### Übungsaufgaben
1. Prüfe für jede Aussage, ob sie zum Text zum Rheinpegel passt, und belege jedes Ja oder Nein mit dem wörtlichen Zitat. (a) Am Freitagmittag wurden in Bonn 87 Zentimeter gemessen. (b) Die Wasserschutzpolizei kündigt eine behördlich angeordnete Einstellung der Schifffahrt an. (c) Der Deutsche Wetterdienst erwartet in den nächsten Tagen großen Regen.
2. Welchen Wasserstand nennt der Text zum Rheinpegel laut Online-Auskunft der Stadt Bonn für die Nacht vom 28. auf den 29. September 2003?
3. Führe bitte den Text zum Rheinpegel im Anschluss an seinen letzten Satz weiter.

### Vorliegender Text

--------------------------------

Schiffsverkehr in Bonn und der Region Niedrigster gemessener Rheinpegel bald erreicht

Bonn · Auch am Freitag ist der Pegel des Rheins weiter gesunken. Der Deutsche Wetterdienst gibt keine Entwarnung: Der notwendige große Regen bleibt auch in den nächsten Tagen aus. Die Lage der Binnenschifffahrt und Fährdienste bleibt somit weiter angespannt.

Der Rheinpegel ist am Freitag weiter gesunken: Lag er am Mittwochabend in Bonn bei knapp 90 Zentimetern, wurden am Freitagmittag nur noch 87 Zentimeter gemessen. Damit kommt dieser Wert dem bisher niedrigsten gemessenen Wasserstand von Ende September 2003 sehr nahe. Laut Online-Auskunft der Stadt Bonn betrug dieser vom 28. auf den 29. September 86 Zentimeter. Die Wasserstraßen- und Schifffahrtsverwaltung des Bundes beziffert den niedrigsten bislang gemessenen Wasserstand gar auf 90 Zentimeter, womit der bisherige Rekord bereits unterschritten wäre.

Damals fuhren die Frachtschiffe dennoch durchgehend, ebenso wie die Fähren im Bonner Raum. „Es wird keine behördlich angeordnete Einstellung der Schifffahrt geben“, so ein Sprecher der Wasserschutzpolizei. Trotzdem hat das Niedrigwasser Einfluss auf die Preise von Heizöl, Benzin und Diesel. Die Frachter können weniger Ladung transportieren und verlangen zum Verlustausgleich einen "Kleinwasserzuschlag".

--------------------------------

### Materialauszug
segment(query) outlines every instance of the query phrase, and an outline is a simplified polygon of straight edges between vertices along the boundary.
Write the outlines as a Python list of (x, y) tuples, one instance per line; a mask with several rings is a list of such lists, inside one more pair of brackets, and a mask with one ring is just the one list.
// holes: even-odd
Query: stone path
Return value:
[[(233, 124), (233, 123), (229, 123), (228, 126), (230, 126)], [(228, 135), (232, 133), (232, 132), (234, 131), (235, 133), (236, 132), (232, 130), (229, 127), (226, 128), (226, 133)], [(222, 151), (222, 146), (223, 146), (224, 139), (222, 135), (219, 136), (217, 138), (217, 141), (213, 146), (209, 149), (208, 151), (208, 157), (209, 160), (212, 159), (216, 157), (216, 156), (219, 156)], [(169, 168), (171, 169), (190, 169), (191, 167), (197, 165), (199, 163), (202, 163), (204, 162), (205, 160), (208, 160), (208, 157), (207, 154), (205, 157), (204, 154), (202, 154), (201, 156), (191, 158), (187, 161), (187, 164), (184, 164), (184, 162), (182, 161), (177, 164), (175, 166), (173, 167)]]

--------------------------------

### Gelöste Aufgaben
1.
(a) Ja: „wurden am Freitagmittag nur noch 87 Zentimeter gemessen“
(b) Nein: „Es wird keine behördlich angeordnete Einstellung der Schifffahrt geben“
(c) Nein: „Der notwendige große Regen bleibt auch in den nächsten Tagen aus.“

2. 86 Zentimeter.

3.
„Wir müssen jeden Tag das Risiko neu einschätzen“, sagt Nicole Becker, Pressesprecherin der Köln-Düsseldorfer Rheinschifffahrt. Das war den Verantwortlichen am vergangenen Dienstag wohl zu hoch, weshalb das Unternehmen den Linienverkehr fünf Tage vor dem planmäßigen Saisonende einstellte. Die Rundfahrten in Düsseldorf, Köln und Frankfurt gibt es weiterhin, da deren Ausflugsschiffe weniger Tiefgang haben.

„Das Hauptproblem sind die Anlegestellen“, so Becker. Dort sei, anders als in der Fahrrinne, keine bestimmte Tiefe garantiert. „Ein Aufgrund-Laufen müssen wir unbedingt vermeiden.“ Außerdem ist die Prognose des Rheinpegels weiter fallend. Der Pegelstand in Kaub südlich des Loreleyfelsens lag am Mittwoch bei 38 Zentimetern, also nur drei Zentimeter über dem Stand, als das Schiff Loreley der Köln-Düsseldorfer vor eben diesem Felsen im Jahr 2003 Grundberührung hatte und manövrierunfähig auf das Ufer auffuhr. Mehrere Menschen wurden dabei verletzt. Ein Zusammenhang zwischen der aktuellen Entscheidung und dem Unfall besteht laut Becker jedoch nicht.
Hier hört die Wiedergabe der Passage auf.